TASK TO COMPLETE:
Locate every line below that contains the word "woman" and copy it.

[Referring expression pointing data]
####
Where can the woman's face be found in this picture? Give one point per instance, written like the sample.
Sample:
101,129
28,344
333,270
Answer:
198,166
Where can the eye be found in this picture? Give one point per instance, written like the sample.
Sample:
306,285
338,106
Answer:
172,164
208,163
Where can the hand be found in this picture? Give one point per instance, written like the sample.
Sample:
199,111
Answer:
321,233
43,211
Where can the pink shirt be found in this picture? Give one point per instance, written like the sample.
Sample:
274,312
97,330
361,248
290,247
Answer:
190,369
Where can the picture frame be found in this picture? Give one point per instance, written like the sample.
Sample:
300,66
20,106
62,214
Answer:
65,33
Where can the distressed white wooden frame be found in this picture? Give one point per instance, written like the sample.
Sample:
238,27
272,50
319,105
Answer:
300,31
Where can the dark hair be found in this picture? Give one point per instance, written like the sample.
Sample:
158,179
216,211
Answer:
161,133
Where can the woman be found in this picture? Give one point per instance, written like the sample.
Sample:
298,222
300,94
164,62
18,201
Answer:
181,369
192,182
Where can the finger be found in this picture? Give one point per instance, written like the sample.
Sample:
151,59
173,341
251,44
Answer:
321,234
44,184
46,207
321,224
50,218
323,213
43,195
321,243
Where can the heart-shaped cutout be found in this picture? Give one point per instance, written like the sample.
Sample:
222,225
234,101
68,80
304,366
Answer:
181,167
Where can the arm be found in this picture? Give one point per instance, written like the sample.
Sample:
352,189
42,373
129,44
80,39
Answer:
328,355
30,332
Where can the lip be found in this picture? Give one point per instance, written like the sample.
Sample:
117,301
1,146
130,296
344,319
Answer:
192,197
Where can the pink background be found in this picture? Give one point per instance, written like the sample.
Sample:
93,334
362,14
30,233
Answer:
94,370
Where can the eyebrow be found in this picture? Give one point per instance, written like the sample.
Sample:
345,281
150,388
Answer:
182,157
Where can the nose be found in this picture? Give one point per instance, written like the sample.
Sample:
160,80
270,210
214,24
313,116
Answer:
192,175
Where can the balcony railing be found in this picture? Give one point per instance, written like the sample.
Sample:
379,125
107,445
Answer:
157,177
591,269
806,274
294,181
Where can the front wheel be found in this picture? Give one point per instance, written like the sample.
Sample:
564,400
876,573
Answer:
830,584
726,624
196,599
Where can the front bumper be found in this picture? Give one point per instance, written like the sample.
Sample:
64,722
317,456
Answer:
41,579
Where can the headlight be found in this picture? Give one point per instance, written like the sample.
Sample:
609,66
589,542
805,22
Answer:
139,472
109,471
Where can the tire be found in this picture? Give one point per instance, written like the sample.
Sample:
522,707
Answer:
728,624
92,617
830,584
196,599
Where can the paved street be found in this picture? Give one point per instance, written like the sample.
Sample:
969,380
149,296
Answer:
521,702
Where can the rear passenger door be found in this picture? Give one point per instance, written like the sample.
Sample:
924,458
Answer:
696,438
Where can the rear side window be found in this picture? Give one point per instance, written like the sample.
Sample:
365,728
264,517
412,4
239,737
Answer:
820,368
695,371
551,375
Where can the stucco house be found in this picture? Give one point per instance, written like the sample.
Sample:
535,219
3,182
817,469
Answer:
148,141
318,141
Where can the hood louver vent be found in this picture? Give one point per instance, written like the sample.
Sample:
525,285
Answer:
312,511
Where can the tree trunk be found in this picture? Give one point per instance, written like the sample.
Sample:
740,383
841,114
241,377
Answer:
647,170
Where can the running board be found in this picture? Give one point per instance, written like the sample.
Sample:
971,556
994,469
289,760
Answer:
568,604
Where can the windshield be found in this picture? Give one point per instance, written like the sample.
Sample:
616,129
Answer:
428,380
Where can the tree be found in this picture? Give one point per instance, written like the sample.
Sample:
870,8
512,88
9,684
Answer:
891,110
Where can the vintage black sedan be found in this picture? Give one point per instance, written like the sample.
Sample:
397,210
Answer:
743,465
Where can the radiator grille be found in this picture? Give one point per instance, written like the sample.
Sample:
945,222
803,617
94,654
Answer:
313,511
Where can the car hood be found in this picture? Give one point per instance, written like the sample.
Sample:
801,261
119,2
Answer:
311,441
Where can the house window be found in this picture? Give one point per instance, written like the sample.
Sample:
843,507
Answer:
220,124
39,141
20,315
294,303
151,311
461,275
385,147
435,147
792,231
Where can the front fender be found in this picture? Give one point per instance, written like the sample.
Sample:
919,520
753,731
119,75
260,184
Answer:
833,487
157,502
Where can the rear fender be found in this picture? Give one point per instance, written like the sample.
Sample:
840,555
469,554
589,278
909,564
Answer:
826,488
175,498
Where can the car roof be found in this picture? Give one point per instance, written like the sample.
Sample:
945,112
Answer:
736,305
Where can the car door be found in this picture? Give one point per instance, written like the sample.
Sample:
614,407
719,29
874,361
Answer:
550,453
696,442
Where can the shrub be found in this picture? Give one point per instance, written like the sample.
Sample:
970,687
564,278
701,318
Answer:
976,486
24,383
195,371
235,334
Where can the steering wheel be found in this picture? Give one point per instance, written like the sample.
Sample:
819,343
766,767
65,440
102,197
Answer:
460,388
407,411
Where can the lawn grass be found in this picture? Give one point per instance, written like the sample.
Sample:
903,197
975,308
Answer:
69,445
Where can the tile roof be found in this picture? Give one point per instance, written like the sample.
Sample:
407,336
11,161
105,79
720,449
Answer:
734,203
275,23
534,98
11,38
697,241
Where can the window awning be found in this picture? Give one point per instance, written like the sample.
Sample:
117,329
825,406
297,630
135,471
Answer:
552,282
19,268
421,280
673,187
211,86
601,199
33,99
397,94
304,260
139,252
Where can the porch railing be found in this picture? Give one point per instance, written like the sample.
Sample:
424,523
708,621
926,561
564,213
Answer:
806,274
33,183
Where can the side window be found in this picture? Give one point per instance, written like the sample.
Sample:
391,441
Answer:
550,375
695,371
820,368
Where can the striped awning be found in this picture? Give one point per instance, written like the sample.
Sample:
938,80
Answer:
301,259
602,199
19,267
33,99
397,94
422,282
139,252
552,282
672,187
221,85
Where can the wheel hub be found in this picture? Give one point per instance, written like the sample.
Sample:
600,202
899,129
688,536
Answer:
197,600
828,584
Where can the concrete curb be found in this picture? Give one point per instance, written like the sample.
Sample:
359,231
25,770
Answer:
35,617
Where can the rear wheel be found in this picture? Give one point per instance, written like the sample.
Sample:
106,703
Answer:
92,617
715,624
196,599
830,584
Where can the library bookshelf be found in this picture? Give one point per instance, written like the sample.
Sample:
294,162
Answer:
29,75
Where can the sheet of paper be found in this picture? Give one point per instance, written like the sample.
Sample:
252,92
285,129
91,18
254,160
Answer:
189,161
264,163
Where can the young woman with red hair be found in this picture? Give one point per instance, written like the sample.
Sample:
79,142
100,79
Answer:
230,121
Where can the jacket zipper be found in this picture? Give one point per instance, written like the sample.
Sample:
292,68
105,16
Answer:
####
ANSWER TO THIS EXERCISE:
Where can the woman's face be found in this picture? Give one point per instance, written like the sample.
Where can the woman be found in this picture? Give one point per instance, written like the sample.
Where can the young woman with red hair be found in this picture? Give one point per instance, written like the sample.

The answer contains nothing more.